▶ [MATERIAL FOR THE TASK]
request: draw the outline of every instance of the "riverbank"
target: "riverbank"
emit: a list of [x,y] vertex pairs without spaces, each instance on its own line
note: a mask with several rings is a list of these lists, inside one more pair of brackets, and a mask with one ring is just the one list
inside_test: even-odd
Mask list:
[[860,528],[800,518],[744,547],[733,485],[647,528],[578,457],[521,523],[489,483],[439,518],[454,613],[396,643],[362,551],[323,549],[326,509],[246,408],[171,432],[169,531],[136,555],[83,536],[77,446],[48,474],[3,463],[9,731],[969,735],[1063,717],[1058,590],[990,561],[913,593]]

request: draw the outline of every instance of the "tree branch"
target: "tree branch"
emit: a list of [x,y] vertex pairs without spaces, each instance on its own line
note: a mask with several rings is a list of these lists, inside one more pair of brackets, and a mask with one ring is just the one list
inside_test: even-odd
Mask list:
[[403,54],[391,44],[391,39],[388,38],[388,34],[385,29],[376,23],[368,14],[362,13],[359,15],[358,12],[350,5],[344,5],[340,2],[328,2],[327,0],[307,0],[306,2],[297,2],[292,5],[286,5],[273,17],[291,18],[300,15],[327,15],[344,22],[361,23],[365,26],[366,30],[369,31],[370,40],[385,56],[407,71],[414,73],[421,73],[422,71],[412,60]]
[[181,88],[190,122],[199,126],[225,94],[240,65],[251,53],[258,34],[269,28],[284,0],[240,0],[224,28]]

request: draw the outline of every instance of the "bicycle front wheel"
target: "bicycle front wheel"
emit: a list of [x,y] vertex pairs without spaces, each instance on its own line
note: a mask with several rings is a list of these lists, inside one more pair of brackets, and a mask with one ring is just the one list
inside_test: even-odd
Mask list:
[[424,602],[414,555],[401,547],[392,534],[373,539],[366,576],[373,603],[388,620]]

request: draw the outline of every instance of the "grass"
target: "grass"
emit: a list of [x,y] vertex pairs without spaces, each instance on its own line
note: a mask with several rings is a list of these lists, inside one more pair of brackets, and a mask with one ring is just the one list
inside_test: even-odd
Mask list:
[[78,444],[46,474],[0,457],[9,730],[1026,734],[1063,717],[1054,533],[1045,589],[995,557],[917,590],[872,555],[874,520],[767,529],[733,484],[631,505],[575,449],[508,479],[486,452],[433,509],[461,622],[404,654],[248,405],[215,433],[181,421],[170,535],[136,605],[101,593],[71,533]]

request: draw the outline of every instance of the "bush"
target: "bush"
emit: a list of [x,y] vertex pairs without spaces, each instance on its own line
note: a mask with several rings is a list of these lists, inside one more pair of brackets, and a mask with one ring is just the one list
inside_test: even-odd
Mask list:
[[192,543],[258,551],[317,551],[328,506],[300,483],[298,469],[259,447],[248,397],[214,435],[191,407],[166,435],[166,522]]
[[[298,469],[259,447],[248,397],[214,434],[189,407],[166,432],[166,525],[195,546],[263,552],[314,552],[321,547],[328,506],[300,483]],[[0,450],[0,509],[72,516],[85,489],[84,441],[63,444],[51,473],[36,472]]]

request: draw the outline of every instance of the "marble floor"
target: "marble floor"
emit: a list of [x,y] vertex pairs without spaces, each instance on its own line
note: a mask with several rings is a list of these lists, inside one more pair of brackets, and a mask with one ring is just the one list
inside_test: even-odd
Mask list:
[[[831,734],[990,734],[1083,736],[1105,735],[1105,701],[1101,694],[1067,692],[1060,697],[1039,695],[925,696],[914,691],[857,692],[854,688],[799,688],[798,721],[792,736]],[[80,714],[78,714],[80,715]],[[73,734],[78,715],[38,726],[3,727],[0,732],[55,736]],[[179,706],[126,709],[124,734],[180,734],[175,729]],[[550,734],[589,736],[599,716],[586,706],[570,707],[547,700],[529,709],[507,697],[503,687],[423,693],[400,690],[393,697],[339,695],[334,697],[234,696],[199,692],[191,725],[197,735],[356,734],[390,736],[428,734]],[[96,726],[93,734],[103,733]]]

▶ [EXERCISE GOAL] Pull out each line of the material above that has the word "request" in it, and copy those lines in full.

▶ [FULL SOLUTION]
request: draw the outline of every instance of the "riverbank"
request: draw the outline of every instance of the "tree branch"
request: draw the outline of every instance of the "bicycle front wheel"
request: draw the outline of every instance of the "grass"
request: draw the outline of every instance of the "bush"
request: draw the outline of every instance of the "marble floor"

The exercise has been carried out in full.